▶ **TASK REQUIREMENTS**
Reproduce the records below, substituting "upper-left corner" for every occurrence of "top-left corner" and leaving everything else unchanged.

Records from an annotation dataset:
╔══

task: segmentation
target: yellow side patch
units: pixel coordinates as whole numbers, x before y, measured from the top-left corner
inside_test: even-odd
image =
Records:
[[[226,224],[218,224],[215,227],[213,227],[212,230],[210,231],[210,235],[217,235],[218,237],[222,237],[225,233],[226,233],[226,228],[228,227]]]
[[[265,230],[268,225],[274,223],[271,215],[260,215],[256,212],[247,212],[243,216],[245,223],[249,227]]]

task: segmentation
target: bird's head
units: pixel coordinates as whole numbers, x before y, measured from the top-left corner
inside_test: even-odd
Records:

╚══

▶ **ANSWER TO THE EXERCISE**
task: segmentation
target: yellow side patch
units: pixel coordinates as whole numbers, x before y, measured from the upper-left corner
inside_test: even-odd
image =
Records:
[[[226,224],[218,224],[215,227],[213,227],[212,230],[210,231],[210,235],[217,235],[218,237],[222,237],[225,233],[226,233],[226,228],[228,227]]]
[[[265,230],[268,225],[274,223],[271,215],[260,215],[256,212],[247,212],[243,216],[245,223],[249,227]]]

task: segmentation
target: bird's head
units: pixel coordinates as whole numbers, x before y, measured from the upper-left corner
inside_test: even-odd
Records:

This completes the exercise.